WHAT TO WORK ON | The required output is the line that contains "shown in [151,252]." plus every line after it in the listing below, copied exactly as it appears.

DATA |
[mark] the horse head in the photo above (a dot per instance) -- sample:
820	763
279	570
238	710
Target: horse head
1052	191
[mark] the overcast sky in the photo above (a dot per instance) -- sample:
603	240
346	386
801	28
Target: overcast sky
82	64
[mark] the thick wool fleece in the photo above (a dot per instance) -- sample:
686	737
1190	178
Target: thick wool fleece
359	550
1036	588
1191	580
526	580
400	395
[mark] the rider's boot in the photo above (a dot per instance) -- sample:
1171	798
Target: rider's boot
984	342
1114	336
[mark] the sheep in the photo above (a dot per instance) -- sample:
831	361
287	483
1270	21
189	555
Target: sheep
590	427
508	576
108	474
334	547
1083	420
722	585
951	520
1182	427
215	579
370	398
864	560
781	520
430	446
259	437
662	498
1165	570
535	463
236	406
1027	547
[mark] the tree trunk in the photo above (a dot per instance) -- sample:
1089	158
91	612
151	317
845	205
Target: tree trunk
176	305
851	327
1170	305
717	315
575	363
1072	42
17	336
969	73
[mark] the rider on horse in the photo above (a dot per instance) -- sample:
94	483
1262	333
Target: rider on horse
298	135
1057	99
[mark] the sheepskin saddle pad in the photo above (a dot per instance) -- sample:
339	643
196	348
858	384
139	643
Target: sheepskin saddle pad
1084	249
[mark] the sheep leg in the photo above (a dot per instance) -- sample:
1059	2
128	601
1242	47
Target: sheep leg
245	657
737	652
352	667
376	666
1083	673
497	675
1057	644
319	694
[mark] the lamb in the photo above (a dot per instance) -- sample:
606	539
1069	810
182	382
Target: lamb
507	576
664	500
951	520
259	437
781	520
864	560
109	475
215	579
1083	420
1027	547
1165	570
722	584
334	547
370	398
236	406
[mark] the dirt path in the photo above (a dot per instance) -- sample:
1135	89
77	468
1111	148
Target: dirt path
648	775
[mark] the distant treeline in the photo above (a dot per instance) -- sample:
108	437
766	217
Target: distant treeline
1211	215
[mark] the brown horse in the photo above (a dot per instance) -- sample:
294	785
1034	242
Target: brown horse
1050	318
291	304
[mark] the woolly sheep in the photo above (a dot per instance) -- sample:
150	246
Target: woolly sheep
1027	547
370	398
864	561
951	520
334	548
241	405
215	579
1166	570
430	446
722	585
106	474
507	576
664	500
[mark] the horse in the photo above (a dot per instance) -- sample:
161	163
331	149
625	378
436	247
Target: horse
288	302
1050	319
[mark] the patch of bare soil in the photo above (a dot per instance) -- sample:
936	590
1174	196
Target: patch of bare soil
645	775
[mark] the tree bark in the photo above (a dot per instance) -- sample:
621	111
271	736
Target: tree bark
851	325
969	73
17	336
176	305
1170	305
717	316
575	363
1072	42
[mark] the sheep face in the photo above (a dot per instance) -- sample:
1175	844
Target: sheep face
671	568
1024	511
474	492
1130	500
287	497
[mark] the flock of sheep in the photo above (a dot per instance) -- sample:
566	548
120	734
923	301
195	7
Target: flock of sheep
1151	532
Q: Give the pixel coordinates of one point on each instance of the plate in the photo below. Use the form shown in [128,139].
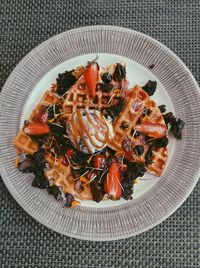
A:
[154,198]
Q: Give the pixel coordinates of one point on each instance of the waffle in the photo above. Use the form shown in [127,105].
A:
[25,143]
[78,98]
[159,159]
[48,99]
[124,126]
[155,116]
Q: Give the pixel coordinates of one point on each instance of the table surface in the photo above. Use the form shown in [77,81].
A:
[26,243]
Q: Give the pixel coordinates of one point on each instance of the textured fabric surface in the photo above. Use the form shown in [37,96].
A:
[26,243]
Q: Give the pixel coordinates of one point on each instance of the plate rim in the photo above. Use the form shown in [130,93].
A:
[73,31]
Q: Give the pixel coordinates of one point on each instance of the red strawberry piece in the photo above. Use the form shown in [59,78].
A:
[152,129]
[112,184]
[91,77]
[98,161]
[70,152]
[42,117]
[36,129]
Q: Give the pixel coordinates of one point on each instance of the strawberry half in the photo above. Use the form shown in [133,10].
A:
[36,129]
[91,77]
[152,129]
[112,184]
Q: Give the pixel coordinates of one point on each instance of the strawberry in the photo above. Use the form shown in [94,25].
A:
[36,128]
[70,152]
[98,161]
[91,77]
[42,117]
[112,184]
[152,129]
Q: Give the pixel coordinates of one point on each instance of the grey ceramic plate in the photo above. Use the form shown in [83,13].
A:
[176,85]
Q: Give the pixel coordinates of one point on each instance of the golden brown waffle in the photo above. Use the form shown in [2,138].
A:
[77,98]
[125,122]
[155,116]
[48,99]
[159,159]
[25,143]
[124,126]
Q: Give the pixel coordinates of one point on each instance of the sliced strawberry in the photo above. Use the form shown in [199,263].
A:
[152,129]
[112,184]
[42,117]
[98,161]
[70,152]
[91,77]
[36,129]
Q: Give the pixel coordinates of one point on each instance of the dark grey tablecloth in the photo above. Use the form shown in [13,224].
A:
[26,243]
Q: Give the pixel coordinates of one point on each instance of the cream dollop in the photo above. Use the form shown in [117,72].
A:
[89,130]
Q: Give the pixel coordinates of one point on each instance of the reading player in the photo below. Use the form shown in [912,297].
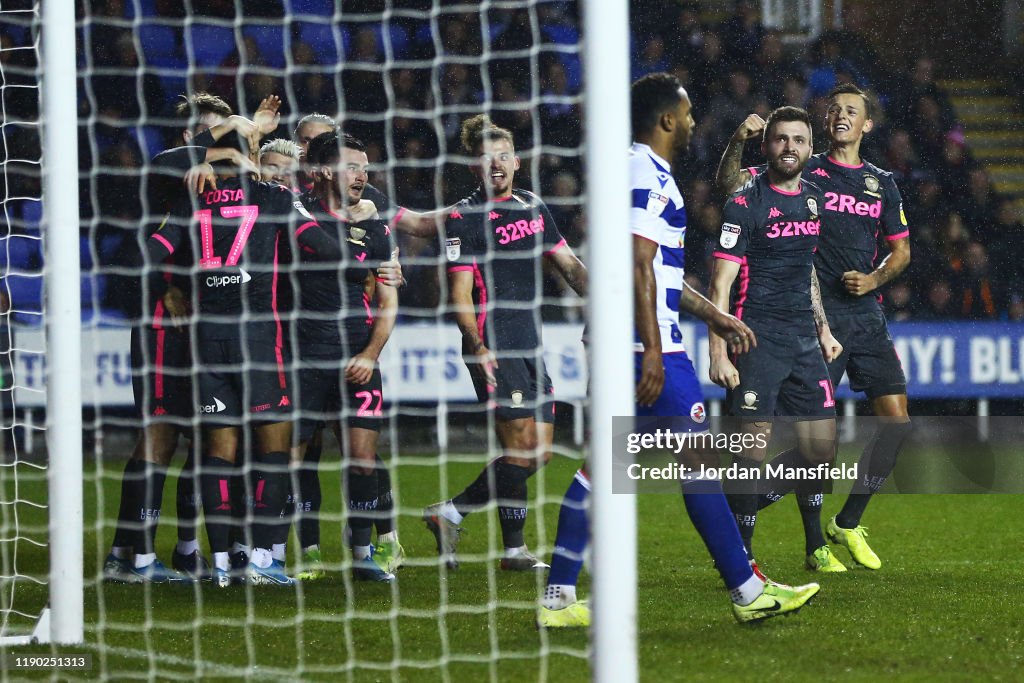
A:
[769,232]
[161,363]
[231,239]
[667,384]
[861,201]
[339,344]
[495,241]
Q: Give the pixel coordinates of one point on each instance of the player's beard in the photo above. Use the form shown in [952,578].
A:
[786,172]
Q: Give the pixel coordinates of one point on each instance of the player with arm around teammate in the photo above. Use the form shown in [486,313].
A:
[666,382]
[861,202]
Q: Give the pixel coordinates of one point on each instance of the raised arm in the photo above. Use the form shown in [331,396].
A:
[830,348]
[738,337]
[730,177]
[723,275]
[570,267]
[360,367]
[461,295]
[895,262]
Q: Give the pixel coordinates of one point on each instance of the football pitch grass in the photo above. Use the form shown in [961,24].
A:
[944,606]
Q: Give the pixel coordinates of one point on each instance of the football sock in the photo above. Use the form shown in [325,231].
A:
[270,491]
[148,512]
[476,494]
[571,537]
[743,503]
[558,596]
[361,491]
[877,463]
[781,482]
[215,486]
[713,519]
[810,496]
[131,492]
[309,495]
[511,494]
[385,501]
[185,500]
[749,591]
[261,557]
[222,561]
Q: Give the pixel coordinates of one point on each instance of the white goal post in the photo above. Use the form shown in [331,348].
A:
[64,323]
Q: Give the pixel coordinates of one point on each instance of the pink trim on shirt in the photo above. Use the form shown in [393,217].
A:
[561,243]
[727,257]
[786,193]
[162,240]
[304,226]
[841,164]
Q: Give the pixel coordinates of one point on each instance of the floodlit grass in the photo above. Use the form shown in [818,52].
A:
[944,605]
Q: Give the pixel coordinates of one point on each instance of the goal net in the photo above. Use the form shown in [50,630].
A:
[401,76]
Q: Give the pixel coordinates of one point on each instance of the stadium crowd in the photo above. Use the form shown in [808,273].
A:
[403,89]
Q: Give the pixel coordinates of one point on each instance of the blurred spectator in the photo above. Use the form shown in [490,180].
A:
[709,70]
[978,294]
[898,302]
[979,205]
[685,36]
[651,56]
[901,159]
[939,304]
[774,69]
[742,33]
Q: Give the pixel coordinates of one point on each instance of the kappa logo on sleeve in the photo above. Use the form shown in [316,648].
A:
[730,235]
[453,248]
[656,203]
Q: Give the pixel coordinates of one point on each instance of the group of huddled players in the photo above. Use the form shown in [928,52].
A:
[235,252]
[266,262]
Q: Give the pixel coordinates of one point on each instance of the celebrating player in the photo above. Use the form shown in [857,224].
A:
[339,343]
[769,232]
[860,201]
[667,384]
[161,364]
[233,237]
[494,243]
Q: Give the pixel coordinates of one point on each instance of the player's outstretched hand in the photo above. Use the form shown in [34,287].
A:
[390,271]
[199,177]
[267,117]
[723,373]
[735,333]
[858,284]
[363,210]
[359,369]
[830,348]
[753,126]
[651,378]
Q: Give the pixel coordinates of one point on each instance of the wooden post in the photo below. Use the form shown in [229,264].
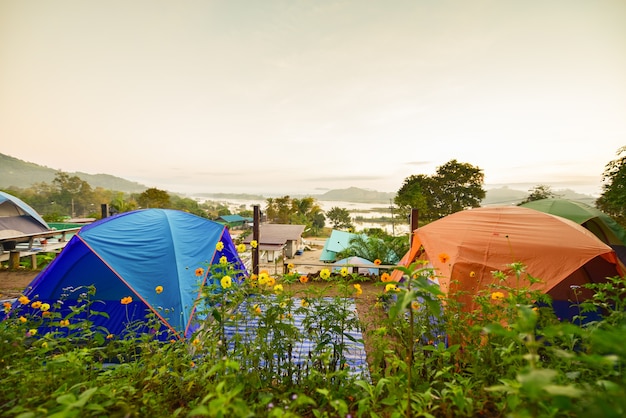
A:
[14,260]
[104,210]
[414,222]
[255,237]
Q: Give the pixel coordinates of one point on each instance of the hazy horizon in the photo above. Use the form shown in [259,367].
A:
[255,96]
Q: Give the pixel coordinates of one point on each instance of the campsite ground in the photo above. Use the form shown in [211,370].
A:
[13,283]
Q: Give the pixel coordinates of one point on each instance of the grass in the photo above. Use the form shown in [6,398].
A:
[427,356]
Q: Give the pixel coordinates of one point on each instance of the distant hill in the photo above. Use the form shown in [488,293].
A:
[506,196]
[17,173]
[356,195]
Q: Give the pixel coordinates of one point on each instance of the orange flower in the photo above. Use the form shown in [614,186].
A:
[497,296]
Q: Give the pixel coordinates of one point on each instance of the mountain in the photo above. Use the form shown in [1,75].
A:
[507,196]
[17,173]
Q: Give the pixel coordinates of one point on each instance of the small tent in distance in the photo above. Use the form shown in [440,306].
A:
[18,218]
[466,247]
[130,255]
[599,223]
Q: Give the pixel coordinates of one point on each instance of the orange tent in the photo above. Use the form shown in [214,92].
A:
[466,247]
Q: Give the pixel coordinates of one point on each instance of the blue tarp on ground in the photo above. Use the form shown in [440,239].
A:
[130,255]
[354,349]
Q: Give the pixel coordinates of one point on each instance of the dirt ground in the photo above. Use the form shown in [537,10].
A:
[13,283]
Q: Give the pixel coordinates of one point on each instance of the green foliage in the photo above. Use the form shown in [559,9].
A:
[454,187]
[154,198]
[428,356]
[379,246]
[541,191]
[340,218]
[612,201]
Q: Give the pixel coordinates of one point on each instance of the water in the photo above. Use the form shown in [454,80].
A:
[364,211]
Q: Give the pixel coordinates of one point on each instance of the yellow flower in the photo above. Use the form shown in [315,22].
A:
[226,282]
[497,296]
[263,277]
[391,287]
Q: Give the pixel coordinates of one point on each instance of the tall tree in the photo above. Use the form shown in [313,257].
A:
[612,201]
[454,187]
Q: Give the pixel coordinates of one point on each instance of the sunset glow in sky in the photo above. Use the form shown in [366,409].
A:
[291,97]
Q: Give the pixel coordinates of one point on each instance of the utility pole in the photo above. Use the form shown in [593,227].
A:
[255,237]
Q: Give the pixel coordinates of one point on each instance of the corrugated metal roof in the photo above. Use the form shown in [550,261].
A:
[277,234]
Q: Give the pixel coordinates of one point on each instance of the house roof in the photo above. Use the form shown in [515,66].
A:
[277,234]
[232,218]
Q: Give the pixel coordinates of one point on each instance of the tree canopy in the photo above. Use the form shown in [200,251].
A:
[454,187]
[540,191]
[612,201]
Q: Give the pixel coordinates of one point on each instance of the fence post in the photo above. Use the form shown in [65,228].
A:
[255,237]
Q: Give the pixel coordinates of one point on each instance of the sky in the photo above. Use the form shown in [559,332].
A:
[295,97]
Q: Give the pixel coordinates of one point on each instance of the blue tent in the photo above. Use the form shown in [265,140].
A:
[130,255]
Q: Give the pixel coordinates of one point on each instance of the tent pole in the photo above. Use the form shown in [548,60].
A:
[255,236]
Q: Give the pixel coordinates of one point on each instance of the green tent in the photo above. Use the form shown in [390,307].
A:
[594,220]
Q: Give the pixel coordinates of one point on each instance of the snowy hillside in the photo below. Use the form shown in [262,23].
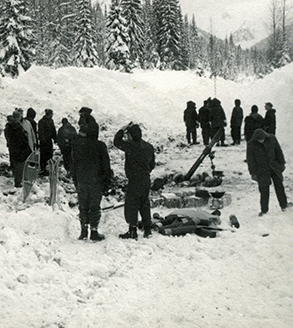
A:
[240,279]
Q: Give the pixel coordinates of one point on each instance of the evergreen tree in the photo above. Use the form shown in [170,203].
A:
[169,33]
[99,20]
[86,53]
[118,40]
[131,11]
[193,45]
[150,57]
[183,58]
[16,38]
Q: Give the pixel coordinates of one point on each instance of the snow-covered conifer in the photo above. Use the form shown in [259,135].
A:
[131,11]
[118,54]
[16,38]
[86,53]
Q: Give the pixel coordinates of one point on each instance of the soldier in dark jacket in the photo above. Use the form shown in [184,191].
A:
[266,162]
[191,122]
[203,114]
[270,119]
[236,122]
[30,116]
[252,122]
[65,138]
[18,145]
[47,133]
[9,120]
[85,117]
[91,174]
[139,162]
[218,120]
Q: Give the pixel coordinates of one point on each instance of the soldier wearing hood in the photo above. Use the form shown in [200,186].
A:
[236,122]
[190,118]
[270,119]
[30,116]
[139,162]
[266,163]
[91,174]
[18,145]
[65,136]
[47,133]
[252,122]
[218,120]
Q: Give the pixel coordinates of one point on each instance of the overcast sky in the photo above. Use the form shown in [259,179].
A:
[225,16]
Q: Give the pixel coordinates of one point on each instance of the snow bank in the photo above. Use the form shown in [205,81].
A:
[240,279]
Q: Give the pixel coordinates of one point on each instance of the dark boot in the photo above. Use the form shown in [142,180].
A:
[95,236]
[84,232]
[147,232]
[130,234]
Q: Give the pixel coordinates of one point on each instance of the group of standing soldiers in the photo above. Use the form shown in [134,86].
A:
[87,161]
[24,135]
[211,117]
[265,157]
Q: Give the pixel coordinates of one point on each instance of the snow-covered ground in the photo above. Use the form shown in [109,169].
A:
[49,279]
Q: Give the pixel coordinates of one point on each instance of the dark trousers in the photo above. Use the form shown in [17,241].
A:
[206,132]
[18,172]
[137,200]
[46,153]
[89,200]
[191,133]
[265,193]
[236,134]
[66,152]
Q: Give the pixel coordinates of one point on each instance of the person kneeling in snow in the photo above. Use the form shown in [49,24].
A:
[91,175]
[139,162]
[266,162]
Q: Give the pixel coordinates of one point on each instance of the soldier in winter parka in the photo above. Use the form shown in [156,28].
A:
[47,133]
[65,137]
[252,122]
[270,119]
[236,122]
[217,119]
[266,162]
[91,175]
[18,145]
[190,118]
[139,162]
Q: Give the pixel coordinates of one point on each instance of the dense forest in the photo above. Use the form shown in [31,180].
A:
[128,34]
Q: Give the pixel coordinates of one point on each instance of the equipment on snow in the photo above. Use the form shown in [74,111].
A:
[204,154]
[182,221]
[112,207]
[234,221]
[53,179]
[130,234]
[30,173]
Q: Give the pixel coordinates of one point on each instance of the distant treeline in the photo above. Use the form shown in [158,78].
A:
[130,33]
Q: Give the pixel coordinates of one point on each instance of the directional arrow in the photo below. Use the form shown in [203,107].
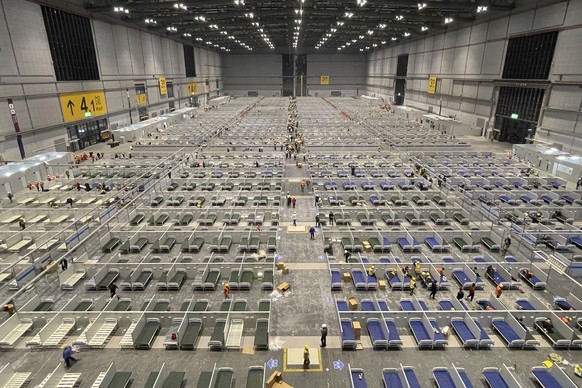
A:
[338,365]
[70,105]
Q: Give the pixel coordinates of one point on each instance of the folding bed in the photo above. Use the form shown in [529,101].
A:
[427,333]
[347,334]
[357,378]
[500,377]
[531,279]
[451,377]
[145,338]
[190,333]
[377,333]
[400,378]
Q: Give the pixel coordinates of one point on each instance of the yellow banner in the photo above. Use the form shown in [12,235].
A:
[431,85]
[163,87]
[192,88]
[141,99]
[77,106]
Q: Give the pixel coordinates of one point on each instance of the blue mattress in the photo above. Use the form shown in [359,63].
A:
[463,330]
[465,378]
[368,305]
[443,379]
[461,277]
[484,304]
[419,330]
[358,277]
[392,380]
[403,242]
[431,242]
[545,378]
[357,381]
[438,335]
[392,331]
[507,332]
[406,305]
[347,331]
[494,379]
[411,377]
[446,305]
[564,305]
[423,305]
[497,279]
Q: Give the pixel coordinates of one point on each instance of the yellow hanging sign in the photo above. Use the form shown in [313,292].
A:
[163,86]
[80,105]
[141,99]
[431,85]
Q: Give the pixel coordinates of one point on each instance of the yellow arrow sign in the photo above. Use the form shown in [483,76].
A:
[77,106]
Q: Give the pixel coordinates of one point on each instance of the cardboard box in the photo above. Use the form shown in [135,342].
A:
[274,379]
[357,329]
[283,287]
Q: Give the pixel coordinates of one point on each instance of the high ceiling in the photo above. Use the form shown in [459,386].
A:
[280,25]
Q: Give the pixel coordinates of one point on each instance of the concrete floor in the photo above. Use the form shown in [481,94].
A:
[296,319]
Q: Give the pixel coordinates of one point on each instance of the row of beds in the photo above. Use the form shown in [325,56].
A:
[207,218]
[398,281]
[240,279]
[191,244]
[456,377]
[426,331]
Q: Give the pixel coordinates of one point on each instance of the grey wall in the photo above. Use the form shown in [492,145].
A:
[125,56]
[347,73]
[263,73]
[253,72]
[467,61]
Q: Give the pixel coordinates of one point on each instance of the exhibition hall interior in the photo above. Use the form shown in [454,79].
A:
[290,193]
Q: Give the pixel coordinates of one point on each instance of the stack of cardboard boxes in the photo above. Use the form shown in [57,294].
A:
[276,381]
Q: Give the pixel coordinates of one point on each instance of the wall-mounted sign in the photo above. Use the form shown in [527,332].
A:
[163,86]
[77,106]
[431,89]
[192,88]
[141,99]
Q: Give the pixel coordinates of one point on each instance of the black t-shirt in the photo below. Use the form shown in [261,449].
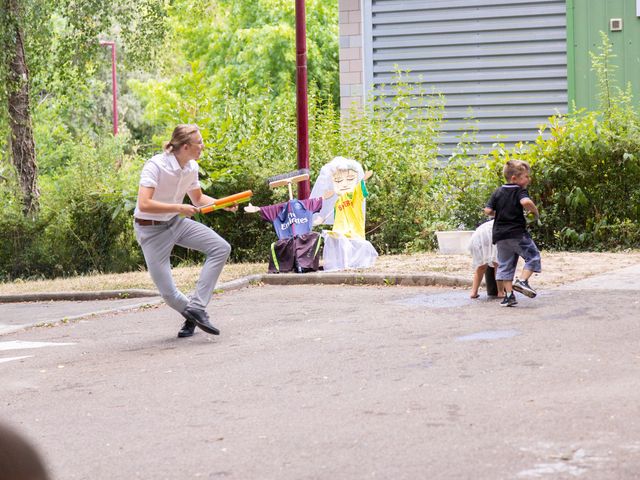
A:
[509,220]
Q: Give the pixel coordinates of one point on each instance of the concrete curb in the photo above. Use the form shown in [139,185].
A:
[319,278]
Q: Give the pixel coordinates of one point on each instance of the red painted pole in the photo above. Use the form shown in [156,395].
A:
[301,96]
[114,84]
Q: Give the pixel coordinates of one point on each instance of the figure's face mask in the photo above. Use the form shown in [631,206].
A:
[344,181]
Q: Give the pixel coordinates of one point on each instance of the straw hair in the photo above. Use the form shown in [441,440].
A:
[181,136]
[515,168]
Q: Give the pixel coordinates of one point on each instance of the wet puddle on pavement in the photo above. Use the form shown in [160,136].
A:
[436,300]
[489,335]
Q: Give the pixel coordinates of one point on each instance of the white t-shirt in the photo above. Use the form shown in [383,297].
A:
[171,183]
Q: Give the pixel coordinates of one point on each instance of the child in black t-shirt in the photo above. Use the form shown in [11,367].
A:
[510,235]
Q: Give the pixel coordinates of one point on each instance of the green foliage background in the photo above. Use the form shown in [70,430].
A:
[229,66]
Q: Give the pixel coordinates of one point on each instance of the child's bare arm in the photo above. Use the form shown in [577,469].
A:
[529,206]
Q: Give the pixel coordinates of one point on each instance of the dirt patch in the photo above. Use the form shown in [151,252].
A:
[558,268]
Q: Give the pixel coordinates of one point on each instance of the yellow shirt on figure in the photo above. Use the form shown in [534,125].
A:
[349,212]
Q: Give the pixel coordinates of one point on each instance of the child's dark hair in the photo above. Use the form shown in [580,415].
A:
[515,168]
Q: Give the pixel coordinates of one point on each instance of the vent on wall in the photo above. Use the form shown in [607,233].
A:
[615,24]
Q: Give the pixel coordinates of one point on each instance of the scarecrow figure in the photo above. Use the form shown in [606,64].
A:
[345,244]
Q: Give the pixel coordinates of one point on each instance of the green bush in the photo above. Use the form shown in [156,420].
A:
[84,223]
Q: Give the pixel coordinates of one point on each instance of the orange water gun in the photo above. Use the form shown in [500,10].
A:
[227,201]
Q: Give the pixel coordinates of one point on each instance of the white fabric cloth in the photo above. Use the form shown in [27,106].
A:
[324,182]
[483,251]
[341,253]
[171,183]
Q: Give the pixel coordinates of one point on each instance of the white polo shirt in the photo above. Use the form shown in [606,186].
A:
[171,183]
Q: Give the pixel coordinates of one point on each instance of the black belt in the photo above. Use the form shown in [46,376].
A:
[143,221]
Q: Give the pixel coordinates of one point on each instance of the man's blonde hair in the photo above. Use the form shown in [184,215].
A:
[181,136]
[515,168]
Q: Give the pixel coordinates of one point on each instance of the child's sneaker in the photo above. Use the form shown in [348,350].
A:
[524,288]
[509,300]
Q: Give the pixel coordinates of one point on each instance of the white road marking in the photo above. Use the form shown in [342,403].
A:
[20,345]
[10,359]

THE COMPLETED TASK |
Q: Give the pixel coordinates of one point on each instance of the dirt patch in the photo above. Use the form shown in [151,252].
A:
[558,268]
Q: Give the pixel coordinates of one point on each instance of the yellow shirt on figure in the photo above. Use the form shown in [534,125].
A:
[349,212]
Q: Give the pixel coordinates of one point on each instance of the child's dark hair in the photo above. Use the form shown in [580,415].
A:
[515,168]
Q: Give the pixel coordinates of one point on each instance of the vent on wall in the photo above. Use the form shown in [607,233].
A:
[615,24]
Q: Give the pixel coordinates of one point on each instance of the scarecrow figure in the photo above. Use the form shown in [606,64].
A:
[345,244]
Q: Give the pixel coordinates of one point on each instance of the green bush in the photo above. Use the form shown in [156,420].
A:
[84,223]
Q: Give the pixel coordinates of one point on each instance of the orange water gun in the photo above. Use the form shown in [500,10].
A:
[227,201]
Q: Give the pixel coordinates of one point on each instance of the white fabric cloth in the photo above. Use the form shown in [27,106].
A:
[324,182]
[483,251]
[341,253]
[171,183]
Q: Give the pixel coordinates of one point on each instance of the white polo shirt in the photo above. Use the form shown in [606,186].
A:
[171,183]
Q: Give the pixel coordinates of one point on each instance of the black belt in the photo above. Use the form shown in [46,376].
A:
[143,221]
Q: Give the pixel coordinates of one point on each instance of the man's blonde hair in the photo above. Use the form shown in [184,215].
A:
[181,136]
[515,168]
Q: Give the pixel coordinates of one point on each instance of the child's sneaker in the photo above. Use the form shown in [348,350].
A:
[524,288]
[509,300]
Q: Give the pixel coordinates of one point on each instance of the white road marking in the photo above. Use the form shown in [342,403].
A:
[20,345]
[10,359]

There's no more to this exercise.